[To do]: Restate the listing in full, keeping every word as it is.

[Records supplied]:

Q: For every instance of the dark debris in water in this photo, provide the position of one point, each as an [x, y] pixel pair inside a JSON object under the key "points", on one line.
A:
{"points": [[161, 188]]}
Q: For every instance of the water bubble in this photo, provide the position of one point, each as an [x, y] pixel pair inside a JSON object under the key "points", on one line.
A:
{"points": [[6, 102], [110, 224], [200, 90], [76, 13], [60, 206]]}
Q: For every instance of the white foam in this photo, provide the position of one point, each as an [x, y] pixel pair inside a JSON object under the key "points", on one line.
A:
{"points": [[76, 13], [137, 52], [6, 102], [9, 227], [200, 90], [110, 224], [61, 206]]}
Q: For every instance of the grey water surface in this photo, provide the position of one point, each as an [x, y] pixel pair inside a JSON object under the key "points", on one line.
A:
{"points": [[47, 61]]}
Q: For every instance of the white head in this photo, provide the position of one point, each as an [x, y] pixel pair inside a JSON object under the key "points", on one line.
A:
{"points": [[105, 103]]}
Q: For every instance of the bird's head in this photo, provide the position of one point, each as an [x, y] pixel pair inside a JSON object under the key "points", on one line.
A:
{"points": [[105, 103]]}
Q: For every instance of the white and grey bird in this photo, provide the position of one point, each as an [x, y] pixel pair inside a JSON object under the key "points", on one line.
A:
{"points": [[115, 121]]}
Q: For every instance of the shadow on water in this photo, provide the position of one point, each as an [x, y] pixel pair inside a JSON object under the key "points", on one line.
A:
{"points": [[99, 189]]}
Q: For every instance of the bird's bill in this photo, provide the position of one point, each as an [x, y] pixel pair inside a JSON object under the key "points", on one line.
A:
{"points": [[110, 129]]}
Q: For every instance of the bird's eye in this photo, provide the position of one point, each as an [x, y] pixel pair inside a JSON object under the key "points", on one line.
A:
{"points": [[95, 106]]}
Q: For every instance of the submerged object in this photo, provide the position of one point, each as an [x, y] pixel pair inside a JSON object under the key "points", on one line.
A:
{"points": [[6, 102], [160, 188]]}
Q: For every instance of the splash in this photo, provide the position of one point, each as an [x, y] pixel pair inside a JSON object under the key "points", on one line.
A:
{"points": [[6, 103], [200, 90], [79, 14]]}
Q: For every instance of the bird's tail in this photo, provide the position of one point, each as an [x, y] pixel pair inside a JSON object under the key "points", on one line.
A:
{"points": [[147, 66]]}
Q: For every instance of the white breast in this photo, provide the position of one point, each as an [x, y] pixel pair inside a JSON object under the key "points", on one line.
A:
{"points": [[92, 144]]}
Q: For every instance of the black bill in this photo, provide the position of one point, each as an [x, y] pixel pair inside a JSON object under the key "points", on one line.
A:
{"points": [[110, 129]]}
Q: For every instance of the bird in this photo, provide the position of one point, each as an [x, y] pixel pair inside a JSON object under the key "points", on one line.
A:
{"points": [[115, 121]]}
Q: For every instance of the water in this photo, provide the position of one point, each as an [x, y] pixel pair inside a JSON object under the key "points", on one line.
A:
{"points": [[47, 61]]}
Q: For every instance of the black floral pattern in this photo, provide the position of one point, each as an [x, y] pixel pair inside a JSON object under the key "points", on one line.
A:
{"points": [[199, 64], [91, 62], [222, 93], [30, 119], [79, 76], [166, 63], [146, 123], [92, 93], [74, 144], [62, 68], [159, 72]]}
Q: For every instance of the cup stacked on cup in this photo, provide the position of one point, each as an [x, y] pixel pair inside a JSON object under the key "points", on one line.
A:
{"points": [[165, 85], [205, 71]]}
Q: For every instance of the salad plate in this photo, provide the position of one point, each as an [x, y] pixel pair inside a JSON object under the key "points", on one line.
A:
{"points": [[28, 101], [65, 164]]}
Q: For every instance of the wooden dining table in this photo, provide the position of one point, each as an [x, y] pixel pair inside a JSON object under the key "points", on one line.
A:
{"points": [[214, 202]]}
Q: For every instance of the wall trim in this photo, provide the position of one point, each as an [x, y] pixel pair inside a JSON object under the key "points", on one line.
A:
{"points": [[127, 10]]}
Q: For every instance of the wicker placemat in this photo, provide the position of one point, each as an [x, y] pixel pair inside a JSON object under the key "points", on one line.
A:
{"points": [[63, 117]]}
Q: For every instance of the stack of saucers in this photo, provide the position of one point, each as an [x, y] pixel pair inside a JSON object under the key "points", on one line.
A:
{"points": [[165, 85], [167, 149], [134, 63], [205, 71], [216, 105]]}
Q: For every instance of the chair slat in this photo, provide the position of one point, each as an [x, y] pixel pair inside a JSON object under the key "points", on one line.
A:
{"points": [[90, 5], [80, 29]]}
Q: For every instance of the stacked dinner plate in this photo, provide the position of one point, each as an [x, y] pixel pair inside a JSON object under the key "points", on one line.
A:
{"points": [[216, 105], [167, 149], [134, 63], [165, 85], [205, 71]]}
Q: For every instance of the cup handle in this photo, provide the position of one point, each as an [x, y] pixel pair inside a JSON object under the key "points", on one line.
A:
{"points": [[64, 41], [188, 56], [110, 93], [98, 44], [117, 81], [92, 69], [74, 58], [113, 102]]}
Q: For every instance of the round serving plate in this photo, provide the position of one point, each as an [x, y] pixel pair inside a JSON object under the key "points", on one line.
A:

[Output of the exercise]:
Q: For every instance of the dark debris in water in this photo, provide the position of one point, each as an [x, y] pixel pair inside a JSON object under the key "points", on one line.
A:
{"points": [[161, 188]]}
Q: For every instance of the water bubble in this photo, provide the position of one point, each as an [x, y] pixel pair inside a JSON object under the key "points", on one line.
A:
{"points": [[6, 102], [110, 224], [200, 90], [76, 13], [60, 206]]}
Q: For every instance of the white foam in this photo, provide the position of one point, each as an [x, y] pixel pair inside a JSON object under the key "points", on one line.
A:
{"points": [[76, 13], [137, 52], [6, 102], [9, 227], [200, 90], [110, 224], [61, 206]]}
Q: For every instance of the grey water surface in this photo, provide the position of one point, each as an [x, y] pixel pair inside a JSON object under the key "points", on one line.
A:
{"points": [[47, 61]]}
Q: For every instance of the white head in this photo, provide the position of one point, each as an [x, y] pixel pair inside a JSON object under the key "points", on one line.
A:
{"points": [[105, 103]]}
Q: For every instance of the bird's head in this photo, provide the position of one point, each as an [x, y] pixel pair inside a JSON object under the key "points", on one line.
A:
{"points": [[105, 103]]}
Q: For every instance of the white and grey bird in this photo, provide the position of one point, each as an [x, y] pixel pair inside a JSON object under the key "points", on one line.
A:
{"points": [[115, 121]]}
Q: For every instance of the shadow on water in this photo, provide the position of one point, each as an [x, y] pixel pair inside a JSON object under the key "points", on one line.
A:
{"points": [[99, 189]]}
Q: For every instance of the bird's bill in this photo, provide the position of one point, each as an [x, y] pixel pair inside a JSON object under the key "points", on one line.
A:
{"points": [[110, 129]]}
Q: For every instance of the bird's eye in this photo, provide the position of one point, each as an [x, y] pixel pair inside a JSON object under the key "points", on one line.
A:
{"points": [[95, 106]]}
Q: For every instance of the submerged object in this photo, provide the position of one point, each as an [x, y] pixel pair inside a JSON object under the key "points", on one line.
A:
{"points": [[6, 102], [160, 188]]}
Q: For every instance of the splash in this photo, provide the position of one point, each as an [x, y] pixel pair inside a JSON object under the key "points", on one line.
A:
{"points": [[6, 103], [200, 90], [79, 14]]}
Q: For every instance of the bird's tail in this photo, provide the position of one point, each as an [x, y] pixel pair inside a JSON object under the key "points", on one line.
A:
{"points": [[147, 66]]}
Q: For every instance of the white breast in this photo, provide the position of one point, each as an [x, y] pixel pair inside a JSON object under the key "points", on one line.
A:
{"points": [[92, 144]]}
Q: For every instance of the black bill in this photo, provide the position of one point, each as an [x, y] pixel pair inside a JSON object under the key "points", on one line.
A:
{"points": [[110, 129]]}
Q: For every instance of the bird in this photo, provide the position of one point, each as an [x, y] pixel pair inside a JSON object under the key "points", on one line.
A:
{"points": [[115, 121]]}
Q: For every instance of the water in this photo, provide the position of one point, each as an [x, y] pixel pair inside a JSON object under the key "points", on one line.
A:
{"points": [[47, 61]]}
Q: For every instance of the black floral pattern in this photo, provide the position of one point, each as an [x, y] pixel pair inside a JSON object under the key "points", on one line.
A:
{"points": [[199, 64], [91, 62], [222, 93], [30, 119], [79, 76], [166, 63], [146, 123], [92, 93], [74, 144], [62, 68], [159, 72]]}
Q: For every instance of the cup stacked on cup in this photo, provide the position of one point, each as an [x, y] pixel pair inside a JSON object under the key "points", on one line.
A:
{"points": [[165, 85], [205, 71]]}
Q: For every instance of the salad plate in this photo, provide the position of one point, each as an [x, y] pixel pair inside a JSON object under the key "points", on one line.
A:
{"points": [[28, 101], [65, 164]]}
Q: For every instance of the wooden dining table in this photo, provide the position of one point, each as an [x, y] pixel pair inside a JSON object under the key "points", on one line.
A:
{"points": [[214, 202]]}
Q: For every instance of the wall trim in this photo, provide the position of one point, each as an [x, y] pixel pair inside a JSON object under the key "points", on one line.
A:
{"points": [[127, 10]]}
Q: For every instance of the wicker placemat in this photo, provide the position of one point, each as an [x, y] pixel pair inside a JSON object under the key "points", on one line.
A:
{"points": [[63, 117]]}
Q: For every instance of the stack of saucers in this photo, provide the position of one point, each as an [x, y] pixel pair inside a JSON object under the key "points", on one line.
A:
{"points": [[165, 85], [167, 149], [134, 63], [205, 71], [216, 105]]}
Q: For every instance of the chair slat in this photo, provide the position of one point, each as an [x, y] pixel pair inside a JSON object under the key "points", on one line.
A:
{"points": [[90, 5], [80, 29]]}
Q: For every instance of the stacked dinner plate in this photo, provide the position of one point, each as an [x, y] pixel pair inside a JSON object under the key "points", on one line.
A:
{"points": [[216, 105], [167, 149], [134, 63], [165, 85], [205, 71]]}
Q: For every instance of the cup handle in this photo, provide the position of one point, each as an [x, y] pixel pair inside a JSON object under the key "points", on one line.
A:
{"points": [[64, 41], [188, 56], [110, 93], [98, 44], [117, 81], [92, 69], [74, 58], [113, 102]]}
Q: For every instance of the round serving plate in this photo, provide the position of one point, each as an [x, y] pixel pair inside a JSON object under the key "points", on one line.
A:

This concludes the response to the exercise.